[Rows from a dataset]
(begin)
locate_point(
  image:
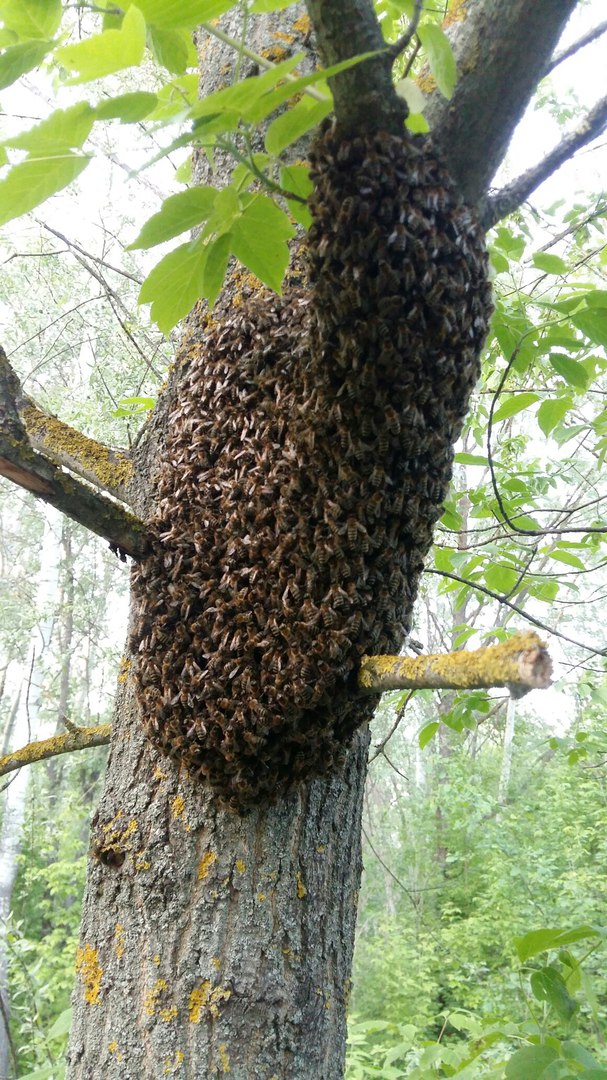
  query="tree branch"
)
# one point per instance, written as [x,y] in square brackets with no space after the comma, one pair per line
[501,49]
[21,463]
[515,193]
[521,664]
[108,470]
[364,95]
[81,739]
[587,39]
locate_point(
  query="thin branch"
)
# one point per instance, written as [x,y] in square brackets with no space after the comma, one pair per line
[585,39]
[22,464]
[548,530]
[514,607]
[513,194]
[81,739]
[400,45]
[522,664]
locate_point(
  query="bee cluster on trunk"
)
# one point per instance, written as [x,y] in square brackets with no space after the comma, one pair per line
[308,456]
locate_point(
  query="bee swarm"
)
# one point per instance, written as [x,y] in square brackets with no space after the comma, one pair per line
[308,456]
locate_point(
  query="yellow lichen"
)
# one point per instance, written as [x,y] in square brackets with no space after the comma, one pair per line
[206,862]
[302,25]
[119,940]
[112,469]
[206,999]
[91,972]
[224,1057]
[275,53]
[124,669]
[171,1065]
[139,863]
[456,13]
[151,999]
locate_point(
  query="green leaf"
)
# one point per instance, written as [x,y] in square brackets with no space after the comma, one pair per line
[529,1062]
[175,284]
[186,14]
[127,108]
[441,59]
[550,264]
[569,369]
[295,122]
[514,405]
[549,986]
[428,731]
[593,323]
[32,18]
[62,1024]
[107,52]
[36,179]
[541,941]
[551,412]
[178,213]
[471,459]
[567,557]
[260,240]
[64,130]
[408,90]
[17,59]
[170,49]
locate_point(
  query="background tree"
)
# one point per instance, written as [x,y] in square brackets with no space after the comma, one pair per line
[231,936]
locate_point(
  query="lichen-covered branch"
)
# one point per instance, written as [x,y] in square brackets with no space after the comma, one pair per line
[21,463]
[513,194]
[79,739]
[364,95]
[107,469]
[521,664]
[501,50]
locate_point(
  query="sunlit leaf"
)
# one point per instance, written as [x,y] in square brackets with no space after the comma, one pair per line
[569,369]
[441,59]
[18,59]
[107,52]
[36,179]
[550,264]
[32,18]
[178,213]
[260,240]
[514,405]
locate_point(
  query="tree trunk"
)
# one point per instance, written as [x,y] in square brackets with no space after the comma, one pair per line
[220,943]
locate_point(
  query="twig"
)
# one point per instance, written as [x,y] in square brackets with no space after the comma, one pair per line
[522,663]
[513,194]
[400,45]
[585,39]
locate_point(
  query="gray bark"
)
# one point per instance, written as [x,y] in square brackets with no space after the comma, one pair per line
[211,943]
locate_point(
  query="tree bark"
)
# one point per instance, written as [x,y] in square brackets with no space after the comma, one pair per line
[214,943]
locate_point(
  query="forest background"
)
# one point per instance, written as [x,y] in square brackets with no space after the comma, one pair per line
[484,820]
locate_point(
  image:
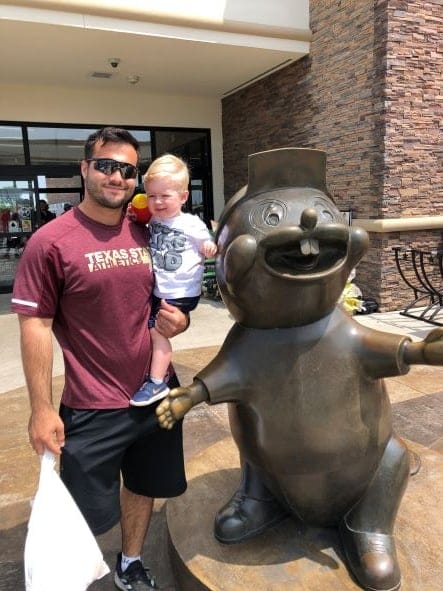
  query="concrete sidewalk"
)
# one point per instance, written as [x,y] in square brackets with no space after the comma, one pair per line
[417,400]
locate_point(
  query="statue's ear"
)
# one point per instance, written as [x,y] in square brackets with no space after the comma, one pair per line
(end)
Leave images out of the retyped records; keep all else exact.

Task answer:
locate_point(
  image:
  query="tree branch"
)
# one point per instance, written as [x,y] in square brackets with no space after the comma, one pair per line
[501,49]
[21,463]
[515,193]
[521,664]
[108,470]
[364,95]
[81,739]
[587,39]
locate_point(
  query="thin branch"
)
# one point per instance, written as [x,y] in square brackets with no space after the comma, one pair per line
[585,39]
[22,464]
[548,530]
[514,607]
[513,194]
[81,739]
[400,45]
[522,664]
locate_point(
  query="bee cluster on trunk"
)
# one point per instance, written as [x,y] in square brackets with no space after the comma, one pair per line
[308,456]
locate_point(
  query="bee swarm"
)
# one point per instance, written as [x,y] in square brackets with no space after the comma, one pair per line
[308,456]
locate_point(
  query="yellow lichen"
)
# one point per instance, written as [x,y] in square brackets with no space after the comma, one pair per line
[206,862]
[302,25]
[119,940]
[112,469]
[206,999]
[91,972]
[224,1057]
[275,53]
[124,669]
[171,1065]
[139,863]
[456,13]
[151,999]
locate_point(
  query="green leaf"
)
# one point per instance, written as [x,y] in square brackets with no space after the comma, one pair per line
[529,1062]
[175,284]
[186,14]
[127,108]
[441,59]
[550,264]
[569,369]
[295,122]
[514,405]
[549,986]
[428,731]
[593,323]
[32,18]
[62,1024]
[107,52]
[36,179]
[541,941]
[551,412]
[178,213]
[471,459]
[567,557]
[260,240]
[64,130]
[408,90]
[17,59]
[170,49]
locate_point(
  query="background tree"
)
# one point per instance, written as [x,y] in square brackets with no space after the comma, one pair per line
[231,936]
locate_point(
  query="lichen-covered branch"
)
# one point per instance, written as [x,y] in square brackets with no space after the comma, one pair per line
[21,463]
[513,194]
[79,739]
[364,95]
[107,469]
[521,664]
[501,50]
locate_point(
  query="sunlit leaf"
)
# one point per instance, written as [x,y] in square brackets with no space after the comma, one pair per line
[569,369]
[441,59]
[18,59]
[107,52]
[36,179]
[550,264]
[32,18]
[178,213]
[260,240]
[514,405]
locate_point(
  query="tree trunk"
)
# one point per instance, written as [x,y] in square brackets with no space after the comma, one pair per line
[220,943]
locate_point(
  query="twig"
)
# one point per instance, written as [x,y] in square brackets with no space after the comma, one pair per line
[522,663]
[513,194]
[400,45]
[585,39]
locate_point(
  query="gray bark"
)
# one point per instance, written as [x,y] in square brackets with no space after the comma, one pair per line
[211,943]
locate_point(
  query="tree bark"
)
# one point per instance, written as [x,y] in square brackets with no space after the comma, one pair per line
[214,943]
locate_point(
  query="forest background"
)
# one point per instance, written as [x,y] in square brackets with no space after the comma, one pair per line
[484,820]
locate_point(
  image:
  query="concrete sidewalk"
)
# one point per instance, written as [x,y] in square brackets with no space after the comma, one pair per line
[417,400]
locate_point(
  query="statue's ear"
)
# one point per instance, written as [x,y] in square brackets with no space after the comma, one pair per line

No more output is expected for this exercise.